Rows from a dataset
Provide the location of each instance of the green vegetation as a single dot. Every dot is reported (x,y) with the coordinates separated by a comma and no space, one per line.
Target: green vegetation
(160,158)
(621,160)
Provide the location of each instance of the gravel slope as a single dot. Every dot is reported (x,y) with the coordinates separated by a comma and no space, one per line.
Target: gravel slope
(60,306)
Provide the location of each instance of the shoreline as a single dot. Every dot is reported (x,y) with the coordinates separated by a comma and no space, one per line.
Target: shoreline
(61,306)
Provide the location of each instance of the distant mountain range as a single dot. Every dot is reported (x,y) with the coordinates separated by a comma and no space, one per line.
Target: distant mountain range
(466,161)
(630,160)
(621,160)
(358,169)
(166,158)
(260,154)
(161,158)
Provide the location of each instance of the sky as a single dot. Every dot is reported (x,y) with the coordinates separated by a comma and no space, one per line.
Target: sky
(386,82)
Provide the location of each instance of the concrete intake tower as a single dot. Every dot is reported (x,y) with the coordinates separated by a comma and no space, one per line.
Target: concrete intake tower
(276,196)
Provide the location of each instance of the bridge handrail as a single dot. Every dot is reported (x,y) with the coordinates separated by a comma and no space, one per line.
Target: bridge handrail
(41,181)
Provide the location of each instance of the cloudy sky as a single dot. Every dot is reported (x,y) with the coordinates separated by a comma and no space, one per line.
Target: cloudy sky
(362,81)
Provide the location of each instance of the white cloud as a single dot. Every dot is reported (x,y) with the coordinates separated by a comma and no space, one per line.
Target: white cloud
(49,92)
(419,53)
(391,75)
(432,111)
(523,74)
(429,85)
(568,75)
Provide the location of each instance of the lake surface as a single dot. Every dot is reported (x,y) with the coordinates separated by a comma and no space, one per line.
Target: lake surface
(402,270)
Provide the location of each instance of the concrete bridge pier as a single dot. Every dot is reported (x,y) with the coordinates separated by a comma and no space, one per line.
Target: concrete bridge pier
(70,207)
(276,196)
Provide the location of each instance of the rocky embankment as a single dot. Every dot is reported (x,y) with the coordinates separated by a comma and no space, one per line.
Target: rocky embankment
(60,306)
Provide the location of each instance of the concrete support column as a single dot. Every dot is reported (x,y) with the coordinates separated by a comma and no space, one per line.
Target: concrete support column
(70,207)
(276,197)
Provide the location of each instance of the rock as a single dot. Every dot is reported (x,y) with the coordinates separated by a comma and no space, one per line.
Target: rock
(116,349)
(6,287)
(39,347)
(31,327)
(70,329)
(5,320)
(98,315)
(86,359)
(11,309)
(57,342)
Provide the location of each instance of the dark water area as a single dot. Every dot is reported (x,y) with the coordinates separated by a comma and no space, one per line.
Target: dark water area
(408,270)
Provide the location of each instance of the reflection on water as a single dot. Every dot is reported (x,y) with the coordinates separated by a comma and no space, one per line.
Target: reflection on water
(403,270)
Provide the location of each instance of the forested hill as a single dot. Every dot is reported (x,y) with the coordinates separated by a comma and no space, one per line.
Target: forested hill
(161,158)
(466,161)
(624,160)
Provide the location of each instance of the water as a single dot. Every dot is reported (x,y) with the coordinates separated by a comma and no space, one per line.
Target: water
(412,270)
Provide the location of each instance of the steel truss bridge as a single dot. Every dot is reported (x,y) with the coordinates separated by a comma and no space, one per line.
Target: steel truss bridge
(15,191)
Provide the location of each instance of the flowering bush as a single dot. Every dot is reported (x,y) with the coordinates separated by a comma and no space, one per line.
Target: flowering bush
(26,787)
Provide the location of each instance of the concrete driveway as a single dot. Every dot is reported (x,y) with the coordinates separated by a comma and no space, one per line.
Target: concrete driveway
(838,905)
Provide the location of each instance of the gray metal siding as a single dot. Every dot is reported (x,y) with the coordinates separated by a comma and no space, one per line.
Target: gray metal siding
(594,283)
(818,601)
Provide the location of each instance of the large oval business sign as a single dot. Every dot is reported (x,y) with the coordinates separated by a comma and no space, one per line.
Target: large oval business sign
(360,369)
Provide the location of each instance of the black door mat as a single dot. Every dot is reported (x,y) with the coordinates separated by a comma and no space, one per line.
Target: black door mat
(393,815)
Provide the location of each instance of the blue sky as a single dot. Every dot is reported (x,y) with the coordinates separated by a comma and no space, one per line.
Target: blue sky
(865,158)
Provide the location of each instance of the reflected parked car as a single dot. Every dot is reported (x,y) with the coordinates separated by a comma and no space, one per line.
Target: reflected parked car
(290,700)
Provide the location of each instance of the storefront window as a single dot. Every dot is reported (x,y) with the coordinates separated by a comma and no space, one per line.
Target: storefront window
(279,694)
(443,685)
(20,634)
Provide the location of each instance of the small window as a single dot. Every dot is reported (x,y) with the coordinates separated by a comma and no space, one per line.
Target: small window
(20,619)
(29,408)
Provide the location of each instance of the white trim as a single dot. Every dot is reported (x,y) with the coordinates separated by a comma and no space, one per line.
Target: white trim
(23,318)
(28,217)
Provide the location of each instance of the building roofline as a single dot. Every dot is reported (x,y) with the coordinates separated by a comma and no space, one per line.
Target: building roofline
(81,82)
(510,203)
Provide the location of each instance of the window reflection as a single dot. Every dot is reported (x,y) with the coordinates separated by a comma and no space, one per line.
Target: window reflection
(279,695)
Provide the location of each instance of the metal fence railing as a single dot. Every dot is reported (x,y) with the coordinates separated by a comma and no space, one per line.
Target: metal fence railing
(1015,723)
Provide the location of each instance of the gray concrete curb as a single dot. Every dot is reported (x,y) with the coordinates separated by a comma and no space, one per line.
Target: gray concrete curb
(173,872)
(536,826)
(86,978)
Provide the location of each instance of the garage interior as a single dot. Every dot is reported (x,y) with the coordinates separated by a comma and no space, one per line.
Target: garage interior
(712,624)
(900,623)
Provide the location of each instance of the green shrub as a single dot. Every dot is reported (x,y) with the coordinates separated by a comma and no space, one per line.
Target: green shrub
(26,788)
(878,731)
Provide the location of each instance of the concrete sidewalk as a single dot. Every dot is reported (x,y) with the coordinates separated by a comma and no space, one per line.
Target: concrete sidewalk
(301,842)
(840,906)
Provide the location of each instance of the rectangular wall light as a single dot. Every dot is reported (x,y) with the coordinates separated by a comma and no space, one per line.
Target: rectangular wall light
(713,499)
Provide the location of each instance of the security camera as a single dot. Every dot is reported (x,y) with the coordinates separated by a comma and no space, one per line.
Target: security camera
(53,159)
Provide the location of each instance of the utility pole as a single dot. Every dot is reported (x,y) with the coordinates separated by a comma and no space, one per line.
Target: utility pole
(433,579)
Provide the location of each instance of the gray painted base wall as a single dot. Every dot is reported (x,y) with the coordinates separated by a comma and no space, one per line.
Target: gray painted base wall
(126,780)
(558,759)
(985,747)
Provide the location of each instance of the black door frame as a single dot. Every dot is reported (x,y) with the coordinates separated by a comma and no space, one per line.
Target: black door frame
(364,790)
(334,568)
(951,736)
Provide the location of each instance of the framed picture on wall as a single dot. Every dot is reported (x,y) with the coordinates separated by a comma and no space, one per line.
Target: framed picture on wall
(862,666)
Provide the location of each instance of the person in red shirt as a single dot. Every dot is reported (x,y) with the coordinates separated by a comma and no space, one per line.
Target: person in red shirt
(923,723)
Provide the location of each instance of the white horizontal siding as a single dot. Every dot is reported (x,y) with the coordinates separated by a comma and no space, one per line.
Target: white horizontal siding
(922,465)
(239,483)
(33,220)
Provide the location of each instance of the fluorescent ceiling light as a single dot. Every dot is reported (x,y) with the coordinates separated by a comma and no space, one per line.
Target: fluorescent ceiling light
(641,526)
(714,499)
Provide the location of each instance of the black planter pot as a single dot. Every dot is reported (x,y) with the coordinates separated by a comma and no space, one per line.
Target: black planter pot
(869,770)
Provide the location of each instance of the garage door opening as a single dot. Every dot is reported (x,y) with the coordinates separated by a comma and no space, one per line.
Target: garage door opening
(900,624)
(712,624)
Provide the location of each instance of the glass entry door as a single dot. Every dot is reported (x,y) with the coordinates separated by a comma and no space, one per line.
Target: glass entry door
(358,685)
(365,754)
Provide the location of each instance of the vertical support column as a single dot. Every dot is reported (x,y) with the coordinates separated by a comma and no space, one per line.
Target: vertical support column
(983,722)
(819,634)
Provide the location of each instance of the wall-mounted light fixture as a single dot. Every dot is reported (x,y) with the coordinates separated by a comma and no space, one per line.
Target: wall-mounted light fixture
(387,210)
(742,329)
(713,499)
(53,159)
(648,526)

Aim → Return the line that contains "Provide the location of each instance of the person" along with every line after it through the end of the entries, exactly, adding nothing.

In response →
Provide the location of each instance of the person in red shirt as a single dot. Every dot is reported (x,y) with the coordinates separated by a comma and no space, one per line.
Target: person in red shirt
(923,723)
Provide the location of each instance of the white horizontal siding as a single dot. Every dot is reported (x,y) with the coordinates separated by a comma and no space, one per line.
Target: white horizontal siding
(922,465)
(239,483)
(33,220)
Provide the location of each instance of the fluorescent ceiling light as a single dot. Every dot is reported (x,y) with the coordinates separated by a comma and no space, one per line.
Target: fluorescent ceiling light
(641,526)
(714,499)
Provide the location of each instance of the black planter pot as a single dot. Every dot is reported (x,y) with the coordinates separated by a comma and no space, one per line.
Target: black planter pot
(869,770)
Provide the location of each instance of the garage door opening as a single dot. Every dot is reported (x,y) with the coordinates separated by a comma and no space, one per line.
Target: garage door opening
(900,624)
(712,624)
Provide the location of each instance of the glass entry door as a single dot. Every dot is reported (x,y) with the coordinates separated by a comma and no space, one per line.
Target: glass entry door
(358,685)
(365,754)
Provide the location of each instance of the vertical support column as a single dot. Every dot is reported (x,y) with the coordinates separated by a comma and no space, one per line.
Target: vertical support column
(983,722)
(819,634)
Provide the location of each instance of the wall-mounted light fixture as a single dot. Every dot is reported (x,y) with the coordinates separated by a comma and no space, one per line.
Target: wall-mounted light fixture
(387,210)
(742,329)
(713,499)
(53,159)
(648,526)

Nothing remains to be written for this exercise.